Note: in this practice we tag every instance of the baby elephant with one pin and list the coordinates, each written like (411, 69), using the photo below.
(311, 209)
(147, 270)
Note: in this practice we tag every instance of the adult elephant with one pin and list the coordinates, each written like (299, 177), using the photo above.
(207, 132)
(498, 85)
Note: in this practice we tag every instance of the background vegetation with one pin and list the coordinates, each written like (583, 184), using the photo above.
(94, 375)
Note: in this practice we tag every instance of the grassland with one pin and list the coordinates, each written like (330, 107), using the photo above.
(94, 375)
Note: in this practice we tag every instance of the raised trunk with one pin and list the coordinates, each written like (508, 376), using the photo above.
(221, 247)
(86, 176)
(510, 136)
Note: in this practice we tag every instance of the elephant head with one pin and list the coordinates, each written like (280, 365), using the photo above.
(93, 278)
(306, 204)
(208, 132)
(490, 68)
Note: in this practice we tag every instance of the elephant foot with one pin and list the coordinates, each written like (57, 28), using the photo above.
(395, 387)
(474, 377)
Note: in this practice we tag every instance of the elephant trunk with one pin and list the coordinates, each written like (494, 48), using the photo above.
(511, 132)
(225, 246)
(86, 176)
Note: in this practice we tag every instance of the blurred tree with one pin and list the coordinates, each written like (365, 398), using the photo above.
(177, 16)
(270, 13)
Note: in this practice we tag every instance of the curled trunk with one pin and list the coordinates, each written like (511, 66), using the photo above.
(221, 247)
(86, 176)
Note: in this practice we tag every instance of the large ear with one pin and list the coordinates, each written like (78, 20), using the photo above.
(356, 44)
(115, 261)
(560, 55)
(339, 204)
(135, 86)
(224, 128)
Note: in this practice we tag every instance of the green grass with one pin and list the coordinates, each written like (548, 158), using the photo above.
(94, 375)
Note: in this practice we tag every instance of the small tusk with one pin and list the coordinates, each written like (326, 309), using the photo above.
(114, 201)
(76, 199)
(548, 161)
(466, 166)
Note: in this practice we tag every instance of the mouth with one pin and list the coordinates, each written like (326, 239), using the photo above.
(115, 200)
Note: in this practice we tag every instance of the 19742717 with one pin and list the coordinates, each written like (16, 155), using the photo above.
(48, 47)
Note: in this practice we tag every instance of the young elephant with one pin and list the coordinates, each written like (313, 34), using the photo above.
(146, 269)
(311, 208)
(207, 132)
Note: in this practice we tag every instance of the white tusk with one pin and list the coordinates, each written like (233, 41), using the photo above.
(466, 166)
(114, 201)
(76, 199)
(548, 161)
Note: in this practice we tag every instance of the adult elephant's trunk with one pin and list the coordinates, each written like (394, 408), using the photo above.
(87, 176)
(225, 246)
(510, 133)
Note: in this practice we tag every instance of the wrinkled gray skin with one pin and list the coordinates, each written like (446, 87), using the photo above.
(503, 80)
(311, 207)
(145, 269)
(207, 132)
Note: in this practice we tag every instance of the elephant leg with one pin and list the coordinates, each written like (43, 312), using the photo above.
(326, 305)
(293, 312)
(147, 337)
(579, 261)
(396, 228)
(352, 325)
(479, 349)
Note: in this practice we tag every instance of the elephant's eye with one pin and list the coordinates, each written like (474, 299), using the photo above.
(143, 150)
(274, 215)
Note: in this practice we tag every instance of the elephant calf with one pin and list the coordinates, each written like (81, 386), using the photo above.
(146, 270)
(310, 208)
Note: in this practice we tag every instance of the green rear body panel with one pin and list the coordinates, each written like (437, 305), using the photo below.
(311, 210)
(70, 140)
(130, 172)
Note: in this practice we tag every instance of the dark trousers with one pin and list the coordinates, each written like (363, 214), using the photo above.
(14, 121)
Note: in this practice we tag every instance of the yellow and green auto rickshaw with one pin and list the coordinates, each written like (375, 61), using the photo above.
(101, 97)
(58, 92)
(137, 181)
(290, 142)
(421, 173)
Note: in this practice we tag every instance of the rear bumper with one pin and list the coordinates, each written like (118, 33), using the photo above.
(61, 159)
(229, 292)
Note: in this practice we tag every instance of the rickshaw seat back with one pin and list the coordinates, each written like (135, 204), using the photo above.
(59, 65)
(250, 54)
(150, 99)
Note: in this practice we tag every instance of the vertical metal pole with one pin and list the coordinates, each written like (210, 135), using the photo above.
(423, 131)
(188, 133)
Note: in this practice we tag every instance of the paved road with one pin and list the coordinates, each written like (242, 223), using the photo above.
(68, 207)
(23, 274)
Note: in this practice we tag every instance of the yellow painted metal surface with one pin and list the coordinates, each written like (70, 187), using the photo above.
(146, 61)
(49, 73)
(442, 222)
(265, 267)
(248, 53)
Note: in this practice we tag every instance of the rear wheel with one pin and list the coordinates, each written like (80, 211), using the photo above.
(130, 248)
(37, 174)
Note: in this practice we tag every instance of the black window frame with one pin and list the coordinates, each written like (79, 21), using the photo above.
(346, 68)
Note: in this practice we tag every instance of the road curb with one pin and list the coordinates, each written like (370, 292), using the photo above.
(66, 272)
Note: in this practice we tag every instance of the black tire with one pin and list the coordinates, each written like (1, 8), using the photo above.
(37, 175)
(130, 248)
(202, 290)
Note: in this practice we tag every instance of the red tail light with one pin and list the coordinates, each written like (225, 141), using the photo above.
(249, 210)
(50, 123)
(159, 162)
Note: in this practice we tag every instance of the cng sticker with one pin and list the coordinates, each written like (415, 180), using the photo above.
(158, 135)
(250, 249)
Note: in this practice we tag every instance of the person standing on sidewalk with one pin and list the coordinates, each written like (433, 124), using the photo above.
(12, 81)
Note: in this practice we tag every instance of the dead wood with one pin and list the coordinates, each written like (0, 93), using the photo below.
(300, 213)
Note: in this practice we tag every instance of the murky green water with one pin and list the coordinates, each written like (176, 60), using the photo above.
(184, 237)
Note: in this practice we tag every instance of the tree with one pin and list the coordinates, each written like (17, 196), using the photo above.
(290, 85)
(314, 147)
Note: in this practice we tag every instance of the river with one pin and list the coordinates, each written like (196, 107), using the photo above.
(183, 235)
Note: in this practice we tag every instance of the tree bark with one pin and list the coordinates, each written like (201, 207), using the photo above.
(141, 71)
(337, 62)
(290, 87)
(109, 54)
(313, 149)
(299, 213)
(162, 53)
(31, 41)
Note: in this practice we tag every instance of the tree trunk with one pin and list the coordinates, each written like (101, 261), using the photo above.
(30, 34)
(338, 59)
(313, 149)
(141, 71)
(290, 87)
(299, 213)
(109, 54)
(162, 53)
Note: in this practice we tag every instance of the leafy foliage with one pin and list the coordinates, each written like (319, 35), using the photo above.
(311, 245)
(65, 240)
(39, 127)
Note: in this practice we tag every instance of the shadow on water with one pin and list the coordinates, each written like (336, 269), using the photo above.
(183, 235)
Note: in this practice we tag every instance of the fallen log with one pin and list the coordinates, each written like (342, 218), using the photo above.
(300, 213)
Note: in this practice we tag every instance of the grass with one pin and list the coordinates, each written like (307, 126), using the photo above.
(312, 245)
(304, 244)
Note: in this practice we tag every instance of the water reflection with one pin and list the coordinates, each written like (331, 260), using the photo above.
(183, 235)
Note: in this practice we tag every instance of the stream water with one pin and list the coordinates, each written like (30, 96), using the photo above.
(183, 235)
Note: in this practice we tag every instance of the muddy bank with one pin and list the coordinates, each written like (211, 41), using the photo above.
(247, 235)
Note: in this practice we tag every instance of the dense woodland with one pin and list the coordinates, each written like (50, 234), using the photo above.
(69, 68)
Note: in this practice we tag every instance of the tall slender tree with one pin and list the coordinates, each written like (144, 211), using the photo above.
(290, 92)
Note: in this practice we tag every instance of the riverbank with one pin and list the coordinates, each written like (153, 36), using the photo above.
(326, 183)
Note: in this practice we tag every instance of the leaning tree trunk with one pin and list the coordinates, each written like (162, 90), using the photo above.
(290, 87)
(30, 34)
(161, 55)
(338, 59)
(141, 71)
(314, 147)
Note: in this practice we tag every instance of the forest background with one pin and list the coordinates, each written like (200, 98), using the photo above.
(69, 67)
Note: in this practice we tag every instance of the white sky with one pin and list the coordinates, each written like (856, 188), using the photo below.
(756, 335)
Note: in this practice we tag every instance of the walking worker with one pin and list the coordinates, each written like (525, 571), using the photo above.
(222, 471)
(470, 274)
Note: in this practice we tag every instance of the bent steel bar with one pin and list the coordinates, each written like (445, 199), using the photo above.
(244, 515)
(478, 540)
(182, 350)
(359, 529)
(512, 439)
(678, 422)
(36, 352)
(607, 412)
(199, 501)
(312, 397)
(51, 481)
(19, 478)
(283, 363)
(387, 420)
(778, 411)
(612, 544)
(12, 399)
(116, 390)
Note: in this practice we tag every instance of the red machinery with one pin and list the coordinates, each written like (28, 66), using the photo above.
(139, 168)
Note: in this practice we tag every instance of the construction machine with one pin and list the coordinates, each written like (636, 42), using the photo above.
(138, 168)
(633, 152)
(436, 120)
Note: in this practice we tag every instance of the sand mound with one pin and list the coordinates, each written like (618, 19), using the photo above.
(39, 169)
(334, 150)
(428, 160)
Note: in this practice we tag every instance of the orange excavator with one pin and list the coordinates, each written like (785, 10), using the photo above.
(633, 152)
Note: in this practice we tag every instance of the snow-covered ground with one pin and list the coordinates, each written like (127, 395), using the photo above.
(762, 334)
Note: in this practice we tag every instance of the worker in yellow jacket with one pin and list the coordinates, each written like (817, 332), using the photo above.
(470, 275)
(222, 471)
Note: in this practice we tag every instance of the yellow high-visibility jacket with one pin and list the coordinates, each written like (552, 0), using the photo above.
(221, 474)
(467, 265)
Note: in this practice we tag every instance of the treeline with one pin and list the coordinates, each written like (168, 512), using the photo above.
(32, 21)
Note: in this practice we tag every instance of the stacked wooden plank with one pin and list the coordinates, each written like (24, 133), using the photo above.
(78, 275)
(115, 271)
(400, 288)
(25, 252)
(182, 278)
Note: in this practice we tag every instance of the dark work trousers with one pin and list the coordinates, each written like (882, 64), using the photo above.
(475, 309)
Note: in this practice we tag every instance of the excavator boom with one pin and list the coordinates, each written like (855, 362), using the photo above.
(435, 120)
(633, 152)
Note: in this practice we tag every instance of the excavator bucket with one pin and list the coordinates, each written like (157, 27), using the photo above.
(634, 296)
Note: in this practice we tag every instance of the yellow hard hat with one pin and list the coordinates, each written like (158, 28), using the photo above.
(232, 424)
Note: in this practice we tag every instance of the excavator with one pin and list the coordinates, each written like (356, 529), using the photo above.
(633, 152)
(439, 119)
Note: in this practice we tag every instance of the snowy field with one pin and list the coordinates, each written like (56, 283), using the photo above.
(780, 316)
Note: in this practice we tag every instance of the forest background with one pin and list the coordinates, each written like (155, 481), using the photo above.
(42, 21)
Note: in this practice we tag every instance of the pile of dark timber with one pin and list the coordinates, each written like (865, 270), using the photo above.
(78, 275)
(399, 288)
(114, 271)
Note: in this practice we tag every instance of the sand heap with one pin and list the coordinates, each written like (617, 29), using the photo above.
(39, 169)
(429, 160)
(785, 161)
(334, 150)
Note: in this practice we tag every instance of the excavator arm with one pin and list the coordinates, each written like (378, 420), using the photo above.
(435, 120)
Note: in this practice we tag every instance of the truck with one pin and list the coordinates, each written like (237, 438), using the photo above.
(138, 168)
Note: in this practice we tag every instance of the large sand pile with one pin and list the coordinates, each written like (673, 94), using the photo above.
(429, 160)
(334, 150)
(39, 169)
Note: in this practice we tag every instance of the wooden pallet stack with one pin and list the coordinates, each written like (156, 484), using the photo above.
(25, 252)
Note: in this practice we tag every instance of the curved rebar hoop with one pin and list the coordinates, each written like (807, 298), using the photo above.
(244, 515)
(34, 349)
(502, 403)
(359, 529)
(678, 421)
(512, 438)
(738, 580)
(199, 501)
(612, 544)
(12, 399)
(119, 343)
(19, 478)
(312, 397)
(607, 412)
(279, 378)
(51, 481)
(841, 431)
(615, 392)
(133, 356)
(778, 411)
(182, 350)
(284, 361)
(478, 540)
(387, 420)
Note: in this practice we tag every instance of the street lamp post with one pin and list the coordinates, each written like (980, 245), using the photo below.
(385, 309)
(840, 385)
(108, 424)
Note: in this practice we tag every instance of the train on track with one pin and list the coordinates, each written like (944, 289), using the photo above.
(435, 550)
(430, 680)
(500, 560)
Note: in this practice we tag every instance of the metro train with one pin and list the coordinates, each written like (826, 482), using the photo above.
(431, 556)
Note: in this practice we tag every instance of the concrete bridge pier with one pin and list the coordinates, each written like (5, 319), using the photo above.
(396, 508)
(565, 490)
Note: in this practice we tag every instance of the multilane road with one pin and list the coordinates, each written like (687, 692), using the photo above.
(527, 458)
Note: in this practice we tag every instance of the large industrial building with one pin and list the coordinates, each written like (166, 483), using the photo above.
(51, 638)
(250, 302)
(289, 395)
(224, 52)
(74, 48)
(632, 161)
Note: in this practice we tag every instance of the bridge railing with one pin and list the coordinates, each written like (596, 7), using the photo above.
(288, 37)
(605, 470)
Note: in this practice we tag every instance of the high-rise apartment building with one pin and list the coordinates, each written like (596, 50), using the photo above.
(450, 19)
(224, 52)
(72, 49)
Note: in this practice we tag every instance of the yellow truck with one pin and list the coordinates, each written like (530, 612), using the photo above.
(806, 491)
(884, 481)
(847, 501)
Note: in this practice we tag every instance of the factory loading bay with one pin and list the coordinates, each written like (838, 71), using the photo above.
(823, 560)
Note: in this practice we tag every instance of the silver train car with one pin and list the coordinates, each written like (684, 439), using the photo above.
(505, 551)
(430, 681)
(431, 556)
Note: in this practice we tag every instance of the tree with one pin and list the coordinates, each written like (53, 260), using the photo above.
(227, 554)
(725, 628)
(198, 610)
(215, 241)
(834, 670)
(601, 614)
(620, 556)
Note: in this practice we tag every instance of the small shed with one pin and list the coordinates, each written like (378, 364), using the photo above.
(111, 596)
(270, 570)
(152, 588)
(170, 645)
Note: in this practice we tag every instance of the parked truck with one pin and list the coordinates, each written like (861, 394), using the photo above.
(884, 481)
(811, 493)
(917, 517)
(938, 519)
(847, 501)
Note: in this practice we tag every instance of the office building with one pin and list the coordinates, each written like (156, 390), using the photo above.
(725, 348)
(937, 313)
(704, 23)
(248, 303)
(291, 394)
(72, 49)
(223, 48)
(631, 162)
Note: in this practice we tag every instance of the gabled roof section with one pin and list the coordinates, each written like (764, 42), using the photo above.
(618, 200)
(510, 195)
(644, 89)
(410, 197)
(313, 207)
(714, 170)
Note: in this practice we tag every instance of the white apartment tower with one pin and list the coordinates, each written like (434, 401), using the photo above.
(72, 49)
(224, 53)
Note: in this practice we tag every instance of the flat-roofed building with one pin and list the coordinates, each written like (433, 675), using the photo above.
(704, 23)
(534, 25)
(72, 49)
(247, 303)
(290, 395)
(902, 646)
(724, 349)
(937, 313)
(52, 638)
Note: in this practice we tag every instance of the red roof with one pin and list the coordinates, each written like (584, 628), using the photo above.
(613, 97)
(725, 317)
|---|
Description of the task: Only the lines from the one that contains "628), using the photo above." to the end of the data should be output, exactly as they appear.

Exercise solution:
Note: in this practice we tag every instance of the red roof with one pin and list the coordinates, each written like (584, 628), using the photo above.
(613, 97)
(725, 317)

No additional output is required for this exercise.